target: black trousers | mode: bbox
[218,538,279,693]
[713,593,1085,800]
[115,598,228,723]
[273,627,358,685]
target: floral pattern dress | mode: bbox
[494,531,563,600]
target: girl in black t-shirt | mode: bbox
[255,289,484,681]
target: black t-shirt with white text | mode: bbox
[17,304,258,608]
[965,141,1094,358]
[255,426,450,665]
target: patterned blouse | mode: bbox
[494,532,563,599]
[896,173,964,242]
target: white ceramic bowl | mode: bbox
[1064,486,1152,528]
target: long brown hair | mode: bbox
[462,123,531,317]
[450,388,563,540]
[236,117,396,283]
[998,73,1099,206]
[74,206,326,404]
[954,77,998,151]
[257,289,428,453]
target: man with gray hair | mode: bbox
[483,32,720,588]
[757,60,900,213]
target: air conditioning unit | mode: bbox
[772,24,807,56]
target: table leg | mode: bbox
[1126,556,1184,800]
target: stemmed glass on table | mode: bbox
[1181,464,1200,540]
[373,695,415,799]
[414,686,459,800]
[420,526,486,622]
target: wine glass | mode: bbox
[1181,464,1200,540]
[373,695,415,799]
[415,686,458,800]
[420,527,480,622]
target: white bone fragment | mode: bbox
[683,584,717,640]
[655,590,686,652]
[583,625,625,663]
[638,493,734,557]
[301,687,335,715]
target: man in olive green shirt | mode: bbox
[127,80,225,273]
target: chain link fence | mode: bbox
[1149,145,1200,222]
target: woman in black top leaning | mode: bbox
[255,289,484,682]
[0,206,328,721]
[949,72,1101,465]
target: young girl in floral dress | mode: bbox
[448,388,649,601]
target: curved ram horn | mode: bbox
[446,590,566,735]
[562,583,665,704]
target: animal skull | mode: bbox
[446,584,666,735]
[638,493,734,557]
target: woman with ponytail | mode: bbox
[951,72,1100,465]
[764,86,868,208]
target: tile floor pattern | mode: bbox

____________

Retype the entire listing without altering anything.

Finished task:
target: black trousers | mode: bbox
[218,538,279,693]
[713,593,1085,800]
[115,598,228,723]
[273,627,358,685]
target: floral pattern dress | mode: bbox
[494,531,563,600]
target: girl in black t-shirt | mode: bbox
[255,289,484,681]
target: black t-shirt with white text | mode: bbox
[17,304,258,608]
[965,141,1094,358]
[255,426,450,665]
target: patterned blouse | mode: bbox
[494,532,563,599]
[896,173,964,242]
target: white ceramic bowl | mode: bbox
[1064,486,1152,528]
target: long brown hair | mode: bbox
[462,123,531,317]
[450,388,563,540]
[236,117,396,283]
[998,73,1099,206]
[74,206,326,404]
[954,77,998,151]
[257,289,428,453]
target: man with gray hair | mode: bbox
[483,32,720,588]
[757,60,900,213]
target: air conditioning unit | mode: bbox
[772,24,807,56]
target: table leg | mode: bbox
[1126,556,1184,800]
target: stemmed glass on table | mode: bbox
[1181,464,1200,540]
[373,695,415,799]
[414,686,459,800]
[420,526,486,622]
target: wine glass | mode: bbox
[1181,464,1200,540]
[373,695,415,799]
[415,686,458,800]
[420,527,480,622]
target: white bone fragment | mode: bbox
[683,584,717,640]
[655,590,686,652]
[583,625,625,663]
[638,493,734,557]
[301,687,335,715]
target: man in olive green shirt | mode: bbox
[127,80,225,273]
target: chain link fence | mode: bbox
[1149,145,1200,222]
target: woman in black top leaning | mode: bbox
[255,289,484,682]
[0,206,328,721]
[949,72,1101,465]
target: young girl in floral dress | mode: bbox
[448,388,649,601]
target: curved ram horn | mode: bbox
[446,590,566,735]
[562,583,665,704]
target: animal skull | mode: bbox
[446,584,666,735]
[638,493,734,557]
target: woman with ponytail | mode: bbox
[951,72,1100,465]
[764,86,868,208]
target: tile floor pattern | mode: bbox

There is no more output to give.